§ PROVIDED PASSAGE:
———

I like cigarettes, I like beer, and I like fried chicken. My job is almost entirely sedentary and I have, as you will read later, a ‘weak core’. I’ve never had a problem with any of this, and have always viewed more active pursuits – and those who indulge in them – with a mixture of disdain and trepidation.
But something has happened to me in the last couple of years. Something perhaps inevitable, given the above: the paunch. Affecting not to care about your figure is one thing when you’re a snake-hipped badass. But when you’re above fighting weight and have recently crossed the threshold of a new decade, suffice to say Something Has to be Done.
In the interests of science, I decided to humiliate myself in four different ways: going for a run, a session with a personal trainer, yoga and a group boxfit class.
But before I tell you about each one, a confession. I had a lot of fun doing these things. Yes, I was in a lot of pain, but I might be starting to understand why people like being active – the effect on one’s mood cannot be understated.

———

§ BRIEF: Please set down the passage of the exercise essay between "I like cigarettes, I" and "to be Done.", inclusive, word for word. Rely on the exercise essay alone.

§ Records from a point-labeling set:
———

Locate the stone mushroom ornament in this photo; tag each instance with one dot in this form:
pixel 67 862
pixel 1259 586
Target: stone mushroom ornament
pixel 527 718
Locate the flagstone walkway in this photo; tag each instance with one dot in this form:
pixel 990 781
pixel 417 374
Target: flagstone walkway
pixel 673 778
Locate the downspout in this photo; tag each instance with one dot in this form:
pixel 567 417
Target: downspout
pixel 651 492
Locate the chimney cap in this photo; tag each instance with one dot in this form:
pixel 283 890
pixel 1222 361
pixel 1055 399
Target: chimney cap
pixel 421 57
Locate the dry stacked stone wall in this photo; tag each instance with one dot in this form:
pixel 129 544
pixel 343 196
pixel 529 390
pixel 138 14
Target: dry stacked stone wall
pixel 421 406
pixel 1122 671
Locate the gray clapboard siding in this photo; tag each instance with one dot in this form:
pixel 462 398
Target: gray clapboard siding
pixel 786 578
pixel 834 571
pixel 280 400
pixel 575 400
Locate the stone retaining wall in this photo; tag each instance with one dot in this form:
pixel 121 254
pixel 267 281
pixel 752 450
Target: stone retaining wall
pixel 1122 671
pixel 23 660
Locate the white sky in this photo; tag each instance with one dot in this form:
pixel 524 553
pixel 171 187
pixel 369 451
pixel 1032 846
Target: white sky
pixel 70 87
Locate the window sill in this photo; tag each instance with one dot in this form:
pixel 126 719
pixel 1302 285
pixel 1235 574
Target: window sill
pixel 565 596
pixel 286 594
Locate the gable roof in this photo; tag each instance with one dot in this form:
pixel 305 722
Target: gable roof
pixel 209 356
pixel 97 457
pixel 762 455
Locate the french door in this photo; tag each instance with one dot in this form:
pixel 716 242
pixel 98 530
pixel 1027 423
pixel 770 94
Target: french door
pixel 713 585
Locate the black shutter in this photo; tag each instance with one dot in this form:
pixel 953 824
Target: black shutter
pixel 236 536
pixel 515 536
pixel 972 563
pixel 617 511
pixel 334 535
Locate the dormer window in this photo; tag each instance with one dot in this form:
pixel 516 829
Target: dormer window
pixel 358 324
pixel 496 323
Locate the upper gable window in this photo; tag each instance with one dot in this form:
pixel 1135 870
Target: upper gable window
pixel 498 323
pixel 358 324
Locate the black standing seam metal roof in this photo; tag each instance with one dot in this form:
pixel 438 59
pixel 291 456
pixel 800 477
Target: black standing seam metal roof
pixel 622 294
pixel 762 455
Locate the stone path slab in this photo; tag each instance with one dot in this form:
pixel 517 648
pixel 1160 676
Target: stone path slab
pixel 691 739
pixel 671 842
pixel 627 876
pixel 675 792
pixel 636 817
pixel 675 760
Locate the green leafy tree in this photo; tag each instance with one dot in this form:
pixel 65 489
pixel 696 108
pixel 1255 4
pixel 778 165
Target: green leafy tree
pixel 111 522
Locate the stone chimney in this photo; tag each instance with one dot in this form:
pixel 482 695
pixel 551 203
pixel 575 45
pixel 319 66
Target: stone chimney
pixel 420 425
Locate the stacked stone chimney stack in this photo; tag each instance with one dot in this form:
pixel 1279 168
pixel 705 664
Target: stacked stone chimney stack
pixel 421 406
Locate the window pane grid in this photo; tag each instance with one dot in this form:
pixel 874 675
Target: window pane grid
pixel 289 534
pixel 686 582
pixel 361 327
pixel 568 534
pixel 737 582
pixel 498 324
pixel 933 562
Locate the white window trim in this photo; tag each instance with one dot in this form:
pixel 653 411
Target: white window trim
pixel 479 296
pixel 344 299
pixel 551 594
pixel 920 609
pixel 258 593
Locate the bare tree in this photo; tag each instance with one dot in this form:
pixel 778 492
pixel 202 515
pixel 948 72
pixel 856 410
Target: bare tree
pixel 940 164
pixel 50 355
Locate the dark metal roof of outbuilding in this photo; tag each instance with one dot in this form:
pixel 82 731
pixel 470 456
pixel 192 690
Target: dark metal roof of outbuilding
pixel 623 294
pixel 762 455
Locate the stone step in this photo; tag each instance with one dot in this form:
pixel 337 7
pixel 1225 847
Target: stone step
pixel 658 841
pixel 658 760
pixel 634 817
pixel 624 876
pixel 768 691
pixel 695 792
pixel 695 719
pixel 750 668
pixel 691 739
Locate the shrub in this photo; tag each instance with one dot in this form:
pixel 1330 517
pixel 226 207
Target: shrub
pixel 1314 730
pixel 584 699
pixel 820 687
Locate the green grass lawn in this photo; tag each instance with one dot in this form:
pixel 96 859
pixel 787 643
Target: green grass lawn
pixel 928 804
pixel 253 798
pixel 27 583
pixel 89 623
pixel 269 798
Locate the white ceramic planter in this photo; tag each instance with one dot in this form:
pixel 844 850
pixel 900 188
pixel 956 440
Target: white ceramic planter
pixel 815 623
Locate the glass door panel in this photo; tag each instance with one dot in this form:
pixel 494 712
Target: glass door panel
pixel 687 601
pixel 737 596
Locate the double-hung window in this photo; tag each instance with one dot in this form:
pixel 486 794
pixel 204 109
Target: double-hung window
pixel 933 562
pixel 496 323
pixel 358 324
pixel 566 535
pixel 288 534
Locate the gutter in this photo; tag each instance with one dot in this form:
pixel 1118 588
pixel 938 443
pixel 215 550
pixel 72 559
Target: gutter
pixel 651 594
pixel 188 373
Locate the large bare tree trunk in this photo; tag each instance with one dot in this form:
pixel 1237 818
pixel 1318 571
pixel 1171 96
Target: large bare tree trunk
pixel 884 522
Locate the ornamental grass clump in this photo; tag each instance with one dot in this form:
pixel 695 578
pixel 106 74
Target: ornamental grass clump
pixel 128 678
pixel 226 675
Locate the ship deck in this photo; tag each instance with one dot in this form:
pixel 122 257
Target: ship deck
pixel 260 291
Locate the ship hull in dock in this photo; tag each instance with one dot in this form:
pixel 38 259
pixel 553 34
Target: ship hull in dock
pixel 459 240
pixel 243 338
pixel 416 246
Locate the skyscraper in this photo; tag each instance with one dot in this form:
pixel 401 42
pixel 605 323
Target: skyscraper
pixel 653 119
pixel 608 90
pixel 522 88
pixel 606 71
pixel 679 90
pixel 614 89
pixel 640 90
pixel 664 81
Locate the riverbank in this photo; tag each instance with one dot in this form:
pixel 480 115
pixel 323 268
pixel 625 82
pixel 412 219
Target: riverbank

———

§ PROBLEM SOLUTION:
I like cigarettes, I like beer, and I like fried chicken. My job is almost entirely sedentary and I have, as you will read later, a ‘weak core’. I’ve never had a problem with any of this, and have always viewed more active pursuits – and those who indulge in them – with a mixture of disdain and trepidation.
But something has happened to me in the last couple of years. Something perhaps inevitable, given the above: the paunch. Affecting not to care about your figure is one thing when you’re a snake-hipped badass. But when you’re above fighting weight and have recently crossed the threshold of a new decade, suffice to say Something Has to be Done.